Given text: Begin

Because the sun's energy cannot be stored for use another time, we need to convert the
suns energy into an energy that can be stored.
One possible method of storing solar energy is by heating water that can be
insulated. The water is heated by passing it through hollow panels. Black-coated steal
plates are used because dark colors absorb heat more efficiently.
However, this method only supplies enough energy for activities such as washing
and bathing. The solar panels generate low grade heat, that is, they generate low
temperatures for the amount of heat needed in a day. In order to generate high grade
heat, intense enough to convert water into high-pressure steam which can then be used to
turn electric generators there must be another method.
The concentrated beams of sunlight are collected in a device called a solar furnace,
which acts on the same principles as a large magnifying glass. The solar furnace takes the
sunlight from a large area and by the use of lenses and mirrors can focus the light into a
very small area. Very elaborate solar furnaces have machines that angle the mirrors and
lenses to the sun all day. This system can provide sizable amounts of electricity and create
extremely high temperatures of over 6000 degrees Fahrenheit.
Solar energy generators are very clean, little waste is emitted from the generators
into the environment. The use of coal, oil and gasoline is a constant drain, economically
and environmentally. Will solar energy be the wave of the future? Could the worlds
requirement of energy be fulfilled by the powerhouse of our galaxy - the sun?
Automobiles in the future will probably run on solar energy, and houses will have solar
Solar cells today are mostly made of silicon, one of the most common elements on
Earth. The crystalline silicon solar cell was one of the first types to be developed and it is
still the most common type in use today. They do not pollute the atmosphere and they
leave behind no harmful waste products.
Photovoltaic cells work effectively even in cloudy weather and unlike solar heaters,
are more efficient at low temperatures. They do their job silently and there are no moving
parts to wear out. It is no wonder that one marvels on how such a device would function.
To understand how a solar cell works, it is necessary to go back to some basic
atomic concepts. In the simplest model of the atom, electrons orbit a central nucleus,
composed of protons and neutrons. Each electron carries one negative charge and each
proton one positive charge. Neutrons carry no charge. Every atom has the same number
of electrons as there are protons, so, on the whole, it is electrically neutral.
The electrons have discrete kinetic energy levels, which increase with the orbital
radius. When atoms bond together to form a solid, the electron energy levels merge into
bands. In electrical conductors, these bands are continuous but in insulators and
semiconductors there is an energy gap, in which no electron orbits can exist, between
the inner valence band and outer conduction band [Book 1].

Given text: End

• _Exercise directions_:
Answer these from the solar energy text, one answer per line and numbered to match:
1. What element are most solar cells made of today?
2. What temperatures can a solar furnace create?
3. What charge do neutrons carry?

Provided material: Begin

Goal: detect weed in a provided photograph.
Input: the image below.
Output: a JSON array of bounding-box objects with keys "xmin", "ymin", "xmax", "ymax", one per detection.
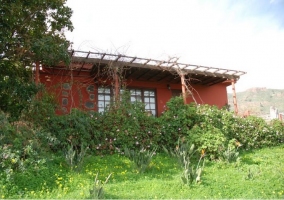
[
  {"xmin": 124, "ymin": 147, "xmax": 156, "ymax": 173},
  {"xmin": 90, "ymin": 173, "xmax": 111, "ymax": 199}
]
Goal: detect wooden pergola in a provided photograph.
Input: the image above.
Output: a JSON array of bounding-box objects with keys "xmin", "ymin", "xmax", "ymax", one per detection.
[{"xmin": 36, "ymin": 50, "xmax": 246, "ymax": 114}]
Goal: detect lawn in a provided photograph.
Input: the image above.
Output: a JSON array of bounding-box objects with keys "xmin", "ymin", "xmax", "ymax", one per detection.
[{"xmin": 0, "ymin": 145, "xmax": 284, "ymax": 199}]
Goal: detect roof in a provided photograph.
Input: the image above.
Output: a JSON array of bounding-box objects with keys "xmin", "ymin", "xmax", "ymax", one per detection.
[{"xmin": 45, "ymin": 50, "xmax": 246, "ymax": 85}]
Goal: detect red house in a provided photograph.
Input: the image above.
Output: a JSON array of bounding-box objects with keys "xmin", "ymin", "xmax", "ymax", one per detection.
[{"xmin": 36, "ymin": 51, "xmax": 245, "ymax": 116}]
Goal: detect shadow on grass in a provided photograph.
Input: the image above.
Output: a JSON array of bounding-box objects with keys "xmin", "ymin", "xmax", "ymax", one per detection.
[{"xmin": 84, "ymin": 154, "xmax": 180, "ymax": 183}]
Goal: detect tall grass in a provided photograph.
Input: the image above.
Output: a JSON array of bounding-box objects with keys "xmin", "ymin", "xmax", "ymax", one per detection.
[{"xmin": 0, "ymin": 145, "xmax": 284, "ymax": 199}]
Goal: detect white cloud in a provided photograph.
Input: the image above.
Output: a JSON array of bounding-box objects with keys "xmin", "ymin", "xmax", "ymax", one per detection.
[{"xmin": 67, "ymin": 0, "xmax": 284, "ymax": 91}]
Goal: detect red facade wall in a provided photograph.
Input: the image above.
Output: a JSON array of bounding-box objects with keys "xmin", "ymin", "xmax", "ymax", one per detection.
[{"xmin": 40, "ymin": 69, "xmax": 228, "ymax": 115}]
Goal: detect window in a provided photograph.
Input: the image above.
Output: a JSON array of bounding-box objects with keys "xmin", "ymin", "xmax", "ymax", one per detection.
[
  {"xmin": 172, "ymin": 90, "xmax": 182, "ymax": 97},
  {"xmin": 98, "ymin": 87, "xmax": 157, "ymax": 116},
  {"xmin": 98, "ymin": 87, "xmax": 111, "ymax": 112}
]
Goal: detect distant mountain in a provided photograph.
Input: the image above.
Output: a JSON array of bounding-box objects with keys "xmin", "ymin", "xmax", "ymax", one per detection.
[{"xmin": 228, "ymin": 88, "xmax": 284, "ymax": 117}]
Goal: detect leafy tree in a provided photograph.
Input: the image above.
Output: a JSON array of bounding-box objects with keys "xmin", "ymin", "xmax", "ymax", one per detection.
[{"xmin": 0, "ymin": 0, "xmax": 73, "ymax": 117}]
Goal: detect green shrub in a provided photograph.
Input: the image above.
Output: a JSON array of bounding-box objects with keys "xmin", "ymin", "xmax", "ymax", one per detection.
[
  {"xmin": 159, "ymin": 97, "xmax": 198, "ymax": 149},
  {"xmin": 188, "ymin": 123, "xmax": 227, "ymax": 159},
  {"xmin": 124, "ymin": 147, "xmax": 156, "ymax": 173},
  {"xmin": 96, "ymin": 92, "xmax": 160, "ymax": 152}
]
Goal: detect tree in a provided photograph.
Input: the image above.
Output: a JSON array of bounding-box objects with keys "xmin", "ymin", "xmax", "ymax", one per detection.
[{"xmin": 0, "ymin": 0, "xmax": 73, "ymax": 117}]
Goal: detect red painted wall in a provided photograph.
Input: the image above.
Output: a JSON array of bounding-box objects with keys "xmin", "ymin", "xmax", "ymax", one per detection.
[{"xmin": 40, "ymin": 68, "xmax": 228, "ymax": 115}]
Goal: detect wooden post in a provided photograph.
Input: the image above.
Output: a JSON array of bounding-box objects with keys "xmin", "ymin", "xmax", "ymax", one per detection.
[
  {"xmin": 35, "ymin": 61, "xmax": 39, "ymax": 85},
  {"xmin": 180, "ymin": 74, "xmax": 187, "ymax": 104},
  {"xmin": 232, "ymin": 79, "xmax": 238, "ymax": 115}
]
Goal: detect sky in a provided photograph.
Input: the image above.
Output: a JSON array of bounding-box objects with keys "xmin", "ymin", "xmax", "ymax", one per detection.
[{"xmin": 66, "ymin": 0, "xmax": 284, "ymax": 92}]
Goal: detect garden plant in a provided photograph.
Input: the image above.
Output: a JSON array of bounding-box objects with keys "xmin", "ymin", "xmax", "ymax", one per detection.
[{"xmin": 0, "ymin": 95, "xmax": 284, "ymax": 199}]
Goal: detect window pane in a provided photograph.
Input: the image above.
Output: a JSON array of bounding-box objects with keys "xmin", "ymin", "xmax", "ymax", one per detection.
[{"xmin": 145, "ymin": 104, "xmax": 150, "ymax": 110}]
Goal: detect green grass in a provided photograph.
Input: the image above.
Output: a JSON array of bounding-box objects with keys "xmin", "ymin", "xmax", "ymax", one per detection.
[{"xmin": 0, "ymin": 145, "xmax": 284, "ymax": 199}]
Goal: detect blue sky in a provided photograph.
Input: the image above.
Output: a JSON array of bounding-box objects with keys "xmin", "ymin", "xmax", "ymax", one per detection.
[{"xmin": 66, "ymin": 0, "xmax": 284, "ymax": 92}]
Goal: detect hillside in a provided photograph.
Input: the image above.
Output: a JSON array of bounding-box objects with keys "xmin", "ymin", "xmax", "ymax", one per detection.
[{"xmin": 228, "ymin": 88, "xmax": 284, "ymax": 117}]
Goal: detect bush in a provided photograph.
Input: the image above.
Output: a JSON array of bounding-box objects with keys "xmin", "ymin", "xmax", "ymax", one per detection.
[{"xmin": 159, "ymin": 97, "xmax": 198, "ymax": 149}]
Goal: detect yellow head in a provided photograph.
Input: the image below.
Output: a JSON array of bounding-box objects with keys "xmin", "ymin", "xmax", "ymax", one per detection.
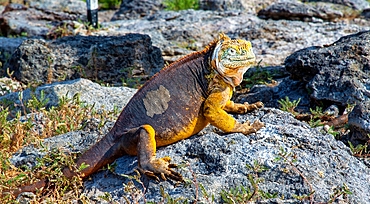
[{"xmin": 211, "ymin": 34, "xmax": 256, "ymax": 87}]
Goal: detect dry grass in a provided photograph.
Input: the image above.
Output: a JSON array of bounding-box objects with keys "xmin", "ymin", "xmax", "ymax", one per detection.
[{"xmin": 0, "ymin": 91, "xmax": 118, "ymax": 203}]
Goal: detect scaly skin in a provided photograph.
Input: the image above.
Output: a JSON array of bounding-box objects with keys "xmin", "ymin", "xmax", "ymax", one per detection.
[{"xmin": 10, "ymin": 34, "xmax": 264, "ymax": 198}]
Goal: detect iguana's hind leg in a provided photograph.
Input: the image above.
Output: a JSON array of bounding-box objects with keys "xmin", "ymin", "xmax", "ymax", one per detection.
[
  {"xmin": 63, "ymin": 128, "xmax": 132, "ymax": 178},
  {"xmin": 136, "ymin": 125, "xmax": 183, "ymax": 181}
]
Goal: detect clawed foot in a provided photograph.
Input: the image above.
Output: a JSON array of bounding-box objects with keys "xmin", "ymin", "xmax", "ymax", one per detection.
[
  {"xmin": 139, "ymin": 157, "xmax": 184, "ymax": 181},
  {"xmin": 244, "ymin": 101, "xmax": 263, "ymax": 112},
  {"xmin": 233, "ymin": 120, "xmax": 265, "ymax": 135}
]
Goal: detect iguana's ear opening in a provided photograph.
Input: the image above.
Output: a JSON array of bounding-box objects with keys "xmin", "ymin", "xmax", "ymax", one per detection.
[{"xmin": 218, "ymin": 33, "xmax": 231, "ymax": 42}]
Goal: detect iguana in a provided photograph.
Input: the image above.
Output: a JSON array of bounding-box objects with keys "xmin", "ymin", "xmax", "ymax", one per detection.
[{"xmin": 10, "ymin": 34, "xmax": 264, "ymax": 196}]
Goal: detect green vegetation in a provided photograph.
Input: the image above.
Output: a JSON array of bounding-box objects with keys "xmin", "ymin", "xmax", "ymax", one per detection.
[
  {"xmin": 99, "ymin": 0, "xmax": 122, "ymax": 9},
  {"xmin": 278, "ymin": 96, "xmax": 301, "ymax": 115},
  {"xmin": 0, "ymin": 91, "xmax": 118, "ymax": 203},
  {"xmin": 163, "ymin": 0, "xmax": 199, "ymax": 11},
  {"xmin": 82, "ymin": 0, "xmax": 122, "ymax": 10},
  {"xmin": 221, "ymin": 160, "xmax": 277, "ymax": 204}
]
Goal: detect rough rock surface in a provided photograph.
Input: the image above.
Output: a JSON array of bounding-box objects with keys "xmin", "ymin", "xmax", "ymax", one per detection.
[
  {"xmin": 258, "ymin": 2, "xmax": 343, "ymax": 21},
  {"xmin": 112, "ymin": 0, "xmax": 163, "ymax": 21},
  {"xmin": 0, "ymin": 79, "xmax": 136, "ymax": 115},
  {"xmin": 3, "ymin": 34, "xmax": 164, "ymax": 85},
  {"xmin": 285, "ymin": 31, "xmax": 370, "ymax": 106},
  {"xmin": 302, "ymin": 0, "xmax": 370, "ymax": 10},
  {"xmin": 348, "ymin": 100, "xmax": 370, "ymax": 146},
  {"xmin": 0, "ymin": 37, "xmax": 25, "ymax": 71},
  {"xmin": 0, "ymin": 1, "xmax": 86, "ymax": 37},
  {"xmin": 12, "ymin": 104, "xmax": 370, "ymax": 203},
  {"xmin": 285, "ymin": 31, "xmax": 370, "ymax": 148}
]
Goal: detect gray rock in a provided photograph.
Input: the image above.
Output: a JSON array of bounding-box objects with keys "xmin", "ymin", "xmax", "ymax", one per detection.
[
  {"xmin": 0, "ymin": 4, "xmax": 84, "ymax": 37},
  {"xmin": 285, "ymin": 32, "xmax": 370, "ymax": 106},
  {"xmin": 285, "ymin": 31, "xmax": 370, "ymax": 144},
  {"xmin": 98, "ymin": 7, "xmax": 370, "ymax": 66},
  {"xmin": 112, "ymin": 0, "xmax": 164, "ymax": 21},
  {"xmin": 29, "ymin": 0, "xmax": 87, "ymax": 16},
  {"xmin": 0, "ymin": 79, "xmax": 136, "ymax": 116},
  {"xmin": 235, "ymin": 66, "xmax": 310, "ymax": 112},
  {"xmin": 12, "ymin": 108, "xmax": 370, "ymax": 203},
  {"xmin": 348, "ymin": 101, "xmax": 370, "ymax": 146},
  {"xmin": 3, "ymin": 34, "xmax": 164, "ymax": 86},
  {"xmin": 258, "ymin": 2, "xmax": 343, "ymax": 21},
  {"xmin": 0, "ymin": 37, "xmax": 26, "ymax": 73},
  {"xmin": 302, "ymin": 0, "xmax": 370, "ymax": 10}
]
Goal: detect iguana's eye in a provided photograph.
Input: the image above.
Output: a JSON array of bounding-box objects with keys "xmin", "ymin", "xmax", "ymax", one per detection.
[{"xmin": 227, "ymin": 48, "xmax": 236, "ymax": 55}]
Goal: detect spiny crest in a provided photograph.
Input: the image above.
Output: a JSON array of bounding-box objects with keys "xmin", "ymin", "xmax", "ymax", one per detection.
[{"xmin": 211, "ymin": 34, "xmax": 255, "ymax": 87}]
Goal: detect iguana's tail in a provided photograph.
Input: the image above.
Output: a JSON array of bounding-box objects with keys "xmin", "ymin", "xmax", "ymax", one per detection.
[
  {"xmin": 5, "ymin": 132, "xmax": 125, "ymax": 197},
  {"xmin": 63, "ymin": 132, "xmax": 125, "ymax": 178}
]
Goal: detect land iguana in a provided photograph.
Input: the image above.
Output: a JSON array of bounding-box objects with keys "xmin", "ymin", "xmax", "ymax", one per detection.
[{"xmin": 10, "ymin": 34, "xmax": 264, "ymax": 194}]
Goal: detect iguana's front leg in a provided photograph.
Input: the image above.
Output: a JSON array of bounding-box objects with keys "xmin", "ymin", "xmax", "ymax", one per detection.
[
  {"xmin": 204, "ymin": 86, "xmax": 264, "ymax": 135},
  {"xmin": 224, "ymin": 101, "xmax": 263, "ymax": 114}
]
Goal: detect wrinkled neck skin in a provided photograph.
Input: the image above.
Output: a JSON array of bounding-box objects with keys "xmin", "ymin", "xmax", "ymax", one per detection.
[
  {"xmin": 211, "ymin": 59, "xmax": 249, "ymax": 88},
  {"xmin": 215, "ymin": 67, "xmax": 248, "ymax": 88}
]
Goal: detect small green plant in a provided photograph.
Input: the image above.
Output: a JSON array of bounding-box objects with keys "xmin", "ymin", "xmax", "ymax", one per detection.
[
  {"xmin": 274, "ymin": 147, "xmax": 315, "ymax": 202},
  {"xmin": 278, "ymin": 96, "xmax": 301, "ymax": 115},
  {"xmin": 328, "ymin": 183, "xmax": 352, "ymax": 203},
  {"xmin": 308, "ymin": 118, "xmax": 322, "ymax": 128},
  {"xmin": 348, "ymin": 141, "xmax": 370, "ymax": 156},
  {"xmin": 220, "ymin": 161, "xmax": 277, "ymax": 204},
  {"xmin": 327, "ymin": 127, "xmax": 340, "ymax": 140},
  {"xmin": 163, "ymin": 0, "xmax": 199, "ymax": 11}
]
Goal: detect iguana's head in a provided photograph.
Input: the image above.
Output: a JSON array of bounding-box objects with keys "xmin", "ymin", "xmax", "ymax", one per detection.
[{"xmin": 211, "ymin": 34, "xmax": 256, "ymax": 87}]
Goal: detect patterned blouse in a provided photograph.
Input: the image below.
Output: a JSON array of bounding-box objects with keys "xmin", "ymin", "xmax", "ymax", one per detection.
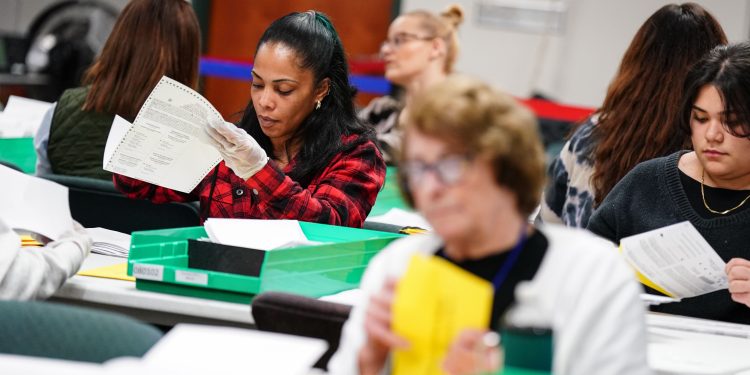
[
  {"xmin": 114, "ymin": 135, "xmax": 385, "ymax": 227},
  {"xmin": 539, "ymin": 115, "xmax": 598, "ymax": 228}
]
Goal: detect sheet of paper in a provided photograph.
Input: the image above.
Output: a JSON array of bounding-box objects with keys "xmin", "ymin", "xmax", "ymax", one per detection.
[
  {"xmin": 367, "ymin": 208, "xmax": 432, "ymax": 230},
  {"xmin": 78, "ymin": 262, "xmax": 135, "ymax": 281},
  {"xmin": 0, "ymin": 165, "xmax": 73, "ymax": 240},
  {"xmin": 143, "ymin": 324, "xmax": 328, "ymax": 375},
  {"xmin": 648, "ymin": 326, "xmax": 750, "ymax": 375},
  {"xmin": 646, "ymin": 313, "xmax": 750, "ymax": 343},
  {"xmin": 102, "ymin": 115, "xmax": 133, "ymax": 168},
  {"xmin": 104, "ymin": 77, "xmax": 224, "ymax": 193},
  {"xmin": 620, "ymin": 221, "xmax": 728, "ymax": 298},
  {"xmin": 203, "ymin": 218, "xmax": 318, "ymax": 250},
  {"xmin": 86, "ymin": 228, "xmax": 130, "ymax": 258},
  {"xmin": 641, "ymin": 293, "xmax": 680, "ymax": 306},
  {"xmin": 392, "ymin": 255, "xmax": 493, "ymax": 375},
  {"xmin": 0, "ymin": 95, "xmax": 52, "ymax": 138}
]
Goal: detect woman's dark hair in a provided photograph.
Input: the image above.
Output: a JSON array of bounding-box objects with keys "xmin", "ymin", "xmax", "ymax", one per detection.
[
  {"xmin": 239, "ymin": 10, "xmax": 373, "ymax": 186},
  {"xmin": 83, "ymin": 0, "xmax": 200, "ymax": 121},
  {"xmin": 680, "ymin": 42, "xmax": 750, "ymax": 138},
  {"xmin": 591, "ymin": 3, "xmax": 727, "ymax": 206}
]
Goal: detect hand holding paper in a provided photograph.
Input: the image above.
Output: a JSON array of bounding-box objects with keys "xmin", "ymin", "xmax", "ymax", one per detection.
[
  {"xmin": 359, "ymin": 279, "xmax": 409, "ymax": 374},
  {"xmin": 726, "ymin": 258, "xmax": 750, "ymax": 307},
  {"xmin": 204, "ymin": 121, "xmax": 268, "ymax": 180},
  {"xmin": 620, "ymin": 221, "xmax": 727, "ymax": 299}
]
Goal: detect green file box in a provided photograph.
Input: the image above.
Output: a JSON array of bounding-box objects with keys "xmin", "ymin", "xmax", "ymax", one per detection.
[
  {"xmin": 128, "ymin": 222, "xmax": 403, "ymax": 303},
  {"xmin": 0, "ymin": 138, "xmax": 36, "ymax": 173},
  {"xmin": 369, "ymin": 167, "xmax": 411, "ymax": 216}
]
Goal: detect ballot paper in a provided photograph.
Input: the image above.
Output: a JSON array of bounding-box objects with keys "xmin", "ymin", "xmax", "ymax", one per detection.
[
  {"xmin": 103, "ymin": 77, "xmax": 224, "ymax": 193},
  {"xmin": 620, "ymin": 221, "xmax": 728, "ymax": 299},
  {"xmin": 0, "ymin": 165, "xmax": 73, "ymax": 240},
  {"xmin": 0, "ymin": 95, "xmax": 52, "ymax": 138},
  {"xmin": 86, "ymin": 228, "xmax": 130, "ymax": 258},
  {"xmin": 204, "ymin": 218, "xmax": 320, "ymax": 250},
  {"xmin": 391, "ymin": 254, "xmax": 493, "ymax": 375}
]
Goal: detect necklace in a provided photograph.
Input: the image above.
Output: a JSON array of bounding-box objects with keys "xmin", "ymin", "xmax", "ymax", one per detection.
[{"xmin": 701, "ymin": 169, "xmax": 750, "ymax": 215}]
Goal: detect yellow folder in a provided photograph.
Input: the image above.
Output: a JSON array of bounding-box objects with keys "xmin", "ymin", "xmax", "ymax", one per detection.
[{"xmin": 392, "ymin": 255, "xmax": 493, "ymax": 375}]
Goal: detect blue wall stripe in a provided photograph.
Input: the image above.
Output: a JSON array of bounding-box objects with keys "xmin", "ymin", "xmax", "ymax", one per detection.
[{"xmin": 199, "ymin": 58, "xmax": 391, "ymax": 95}]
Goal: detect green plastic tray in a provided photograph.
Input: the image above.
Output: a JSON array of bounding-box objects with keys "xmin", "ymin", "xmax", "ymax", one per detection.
[
  {"xmin": 369, "ymin": 167, "xmax": 412, "ymax": 216},
  {"xmin": 128, "ymin": 222, "xmax": 403, "ymax": 303},
  {"xmin": 0, "ymin": 138, "xmax": 36, "ymax": 173}
]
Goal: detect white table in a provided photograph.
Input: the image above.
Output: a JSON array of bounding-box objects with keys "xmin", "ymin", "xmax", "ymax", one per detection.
[{"xmin": 50, "ymin": 254, "xmax": 254, "ymax": 327}]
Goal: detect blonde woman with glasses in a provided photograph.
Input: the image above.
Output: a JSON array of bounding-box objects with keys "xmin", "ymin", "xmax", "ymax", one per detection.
[
  {"xmin": 359, "ymin": 4, "xmax": 464, "ymax": 163},
  {"xmin": 329, "ymin": 75, "xmax": 649, "ymax": 375}
]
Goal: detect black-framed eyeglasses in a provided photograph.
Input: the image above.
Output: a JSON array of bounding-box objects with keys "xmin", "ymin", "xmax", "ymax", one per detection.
[
  {"xmin": 400, "ymin": 154, "xmax": 471, "ymax": 189},
  {"xmin": 380, "ymin": 33, "xmax": 435, "ymax": 51}
]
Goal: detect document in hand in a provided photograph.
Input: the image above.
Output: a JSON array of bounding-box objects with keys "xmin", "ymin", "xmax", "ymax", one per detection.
[
  {"xmin": 620, "ymin": 221, "xmax": 728, "ymax": 299},
  {"xmin": 0, "ymin": 165, "xmax": 73, "ymax": 240},
  {"xmin": 103, "ymin": 77, "xmax": 224, "ymax": 193},
  {"xmin": 392, "ymin": 255, "xmax": 493, "ymax": 375}
]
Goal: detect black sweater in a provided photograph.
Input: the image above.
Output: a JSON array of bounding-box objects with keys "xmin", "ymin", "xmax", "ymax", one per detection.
[{"xmin": 588, "ymin": 151, "xmax": 750, "ymax": 324}]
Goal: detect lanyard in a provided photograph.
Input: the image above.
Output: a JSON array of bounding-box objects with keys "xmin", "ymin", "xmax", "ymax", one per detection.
[{"xmin": 492, "ymin": 223, "xmax": 527, "ymax": 293}]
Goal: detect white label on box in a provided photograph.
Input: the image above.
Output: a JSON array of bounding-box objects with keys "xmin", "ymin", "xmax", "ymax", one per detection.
[
  {"xmin": 133, "ymin": 263, "xmax": 164, "ymax": 281},
  {"xmin": 174, "ymin": 270, "xmax": 208, "ymax": 285}
]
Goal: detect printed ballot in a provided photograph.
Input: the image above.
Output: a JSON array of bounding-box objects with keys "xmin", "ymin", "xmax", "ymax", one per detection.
[
  {"xmin": 392, "ymin": 255, "xmax": 493, "ymax": 375},
  {"xmin": 620, "ymin": 221, "xmax": 728, "ymax": 299},
  {"xmin": 103, "ymin": 77, "xmax": 224, "ymax": 193}
]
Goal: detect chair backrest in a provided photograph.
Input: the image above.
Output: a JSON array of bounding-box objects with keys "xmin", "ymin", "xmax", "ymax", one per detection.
[
  {"xmin": 252, "ymin": 292, "xmax": 352, "ymax": 370},
  {"xmin": 0, "ymin": 301, "xmax": 162, "ymax": 363},
  {"xmin": 41, "ymin": 175, "xmax": 200, "ymax": 233}
]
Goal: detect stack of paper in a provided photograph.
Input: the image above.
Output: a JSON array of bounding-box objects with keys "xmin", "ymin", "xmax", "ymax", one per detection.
[
  {"xmin": 0, "ymin": 95, "xmax": 52, "ymax": 138},
  {"xmin": 86, "ymin": 228, "xmax": 130, "ymax": 258},
  {"xmin": 648, "ymin": 320, "xmax": 750, "ymax": 375},
  {"xmin": 620, "ymin": 221, "xmax": 729, "ymax": 299},
  {"xmin": 204, "ymin": 218, "xmax": 320, "ymax": 250},
  {"xmin": 367, "ymin": 208, "xmax": 432, "ymax": 230},
  {"xmin": 0, "ymin": 165, "xmax": 73, "ymax": 240}
]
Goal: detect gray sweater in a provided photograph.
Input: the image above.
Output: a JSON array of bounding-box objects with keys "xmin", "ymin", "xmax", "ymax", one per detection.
[{"xmin": 588, "ymin": 151, "xmax": 750, "ymax": 324}]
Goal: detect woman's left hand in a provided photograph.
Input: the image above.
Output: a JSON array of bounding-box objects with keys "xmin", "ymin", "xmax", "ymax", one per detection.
[
  {"xmin": 443, "ymin": 329, "xmax": 501, "ymax": 375},
  {"xmin": 204, "ymin": 121, "xmax": 268, "ymax": 180},
  {"xmin": 725, "ymin": 258, "xmax": 750, "ymax": 307}
]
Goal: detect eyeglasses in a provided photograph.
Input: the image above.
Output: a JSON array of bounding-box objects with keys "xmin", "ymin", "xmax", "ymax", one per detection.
[
  {"xmin": 690, "ymin": 111, "xmax": 750, "ymax": 138},
  {"xmin": 380, "ymin": 33, "xmax": 435, "ymax": 51},
  {"xmin": 401, "ymin": 154, "xmax": 471, "ymax": 188}
]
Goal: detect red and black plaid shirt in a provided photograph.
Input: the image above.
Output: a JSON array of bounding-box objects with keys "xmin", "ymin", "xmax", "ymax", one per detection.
[{"xmin": 113, "ymin": 136, "xmax": 385, "ymax": 227}]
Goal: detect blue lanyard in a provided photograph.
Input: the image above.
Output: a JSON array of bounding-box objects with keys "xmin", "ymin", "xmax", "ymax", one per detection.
[{"xmin": 492, "ymin": 223, "xmax": 527, "ymax": 293}]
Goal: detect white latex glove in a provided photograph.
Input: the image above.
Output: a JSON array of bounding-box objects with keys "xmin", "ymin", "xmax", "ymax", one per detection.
[{"xmin": 204, "ymin": 121, "xmax": 268, "ymax": 180}]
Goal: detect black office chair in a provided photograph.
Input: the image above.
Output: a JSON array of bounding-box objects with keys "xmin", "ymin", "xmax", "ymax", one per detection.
[
  {"xmin": 252, "ymin": 292, "xmax": 352, "ymax": 370},
  {"xmin": 0, "ymin": 301, "xmax": 162, "ymax": 363},
  {"xmin": 41, "ymin": 175, "xmax": 200, "ymax": 233}
]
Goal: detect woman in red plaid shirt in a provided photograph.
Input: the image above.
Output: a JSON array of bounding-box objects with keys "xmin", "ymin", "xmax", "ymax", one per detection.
[{"xmin": 114, "ymin": 11, "xmax": 385, "ymax": 227}]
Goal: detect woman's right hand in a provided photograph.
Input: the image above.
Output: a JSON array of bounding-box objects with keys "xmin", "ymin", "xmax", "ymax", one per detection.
[{"xmin": 359, "ymin": 279, "xmax": 409, "ymax": 375}]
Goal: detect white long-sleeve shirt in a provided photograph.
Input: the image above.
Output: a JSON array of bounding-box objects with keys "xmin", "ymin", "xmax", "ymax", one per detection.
[
  {"xmin": 328, "ymin": 225, "xmax": 651, "ymax": 375},
  {"xmin": 0, "ymin": 220, "xmax": 91, "ymax": 300}
]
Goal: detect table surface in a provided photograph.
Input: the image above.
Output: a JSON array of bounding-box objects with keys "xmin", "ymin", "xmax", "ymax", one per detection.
[{"xmin": 51, "ymin": 254, "xmax": 254, "ymax": 327}]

Provided material: End

• _Solution to this problem_:
1. Silicon
2. Over 6000 degrees Fahrenheit
3. No charge